● **EXERCISE AIM**
Your job is to print the listing exactly.

● **GIVEN RECORDS**
============================================================
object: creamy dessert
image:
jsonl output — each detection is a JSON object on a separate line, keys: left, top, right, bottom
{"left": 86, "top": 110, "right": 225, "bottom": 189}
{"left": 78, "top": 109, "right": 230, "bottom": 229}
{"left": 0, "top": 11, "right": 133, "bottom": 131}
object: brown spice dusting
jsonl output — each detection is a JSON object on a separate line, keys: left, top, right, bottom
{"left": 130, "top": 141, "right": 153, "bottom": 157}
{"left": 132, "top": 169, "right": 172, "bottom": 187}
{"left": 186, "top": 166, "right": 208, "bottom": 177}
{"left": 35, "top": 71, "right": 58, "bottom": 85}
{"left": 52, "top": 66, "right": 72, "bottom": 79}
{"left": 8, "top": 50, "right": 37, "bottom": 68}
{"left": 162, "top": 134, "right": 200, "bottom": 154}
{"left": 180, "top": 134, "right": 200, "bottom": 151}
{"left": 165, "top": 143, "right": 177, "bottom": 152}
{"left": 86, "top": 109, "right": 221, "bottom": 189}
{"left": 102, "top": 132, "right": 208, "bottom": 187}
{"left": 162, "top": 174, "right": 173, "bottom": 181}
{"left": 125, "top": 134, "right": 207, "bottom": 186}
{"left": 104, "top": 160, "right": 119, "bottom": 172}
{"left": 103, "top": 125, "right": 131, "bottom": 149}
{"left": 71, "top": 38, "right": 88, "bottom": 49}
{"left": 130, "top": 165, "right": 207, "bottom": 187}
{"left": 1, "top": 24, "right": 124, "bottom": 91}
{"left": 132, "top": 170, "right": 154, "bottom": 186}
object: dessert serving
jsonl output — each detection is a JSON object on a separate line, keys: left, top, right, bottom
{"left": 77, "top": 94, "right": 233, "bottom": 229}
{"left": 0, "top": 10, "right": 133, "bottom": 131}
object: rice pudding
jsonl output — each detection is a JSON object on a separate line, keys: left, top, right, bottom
============================================================
● **PROBLEM SOLUTION**
object: creamy dessert
image:
jsonl output — each detection is a JSON object on a separate line, keys: left, top, right, bottom
{"left": 86, "top": 110, "right": 225, "bottom": 189}
{"left": 78, "top": 109, "right": 230, "bottom": 229}
{"left": 0, "top": 11, "right": 133, "bottom": 131}
object: brown spice dusting
jsonl output — each detection is a JSON object on a separate line, keys: left, top, right, bottom
{"left": 130, "top": 141, "right": 153, "bottom": 157}
{"left": 132, "top": 169, "right": 172, "bottom": 187}
{"left": 186, "top": 166, "right": 208, "bottom": 177}
{"left": 35, "top": 71, "right": 58, "bottom": 85}
{"left": 52, "top": 66, "right": 72, "bottom": 79}
{"left": 8, "top": 50, "right": 37, "bottom": 68}
{"left": 162, "top": 134, "right": 200, "bottom": 154}
{"left": 180, "top": 134, "right": 200, "bottom": 151}
{"left": 165, "top": 143, "right": 177, "bottom": 152}
{"left": 86, "top": 109, "right": 221, "bottom": 189}
{"left": 102, "top": 132, "right": 208, "bottom": 187}
{"left": 162, "top": 174, "right": 173, "bottom": 181}
{"left": 125, "top": 134, "right": 207, "bottom": 186}
{"left": 104, "top": 160, "right": 119, "bottom": 172}
{"left": 103, "top": 125, "right": 131, "bottom": 149}
{"left": 71, "top": 38, "right": 88, "bottom": 49}
{"left": 130, "top": 165, "right": 207, "bottom": 187}
{"left": 1, "top": 24, "right": 124, "bottom": 91}
{"left": 132, "top": 170, "right": 154, "bottom": 186}
object: dessert serving
jsonl output — each detection is a JSON object on a separate line, keys: left, top, right, bottom
{"left": 77, "top": 94, "right": 233, "bottom": 229}
{"left": 0, "top": 10, "right": 133, "bottom": 131}
object: rice pudding
jsonl output — each detection is a JSON object on a separate line, keys: left, top, right, bottom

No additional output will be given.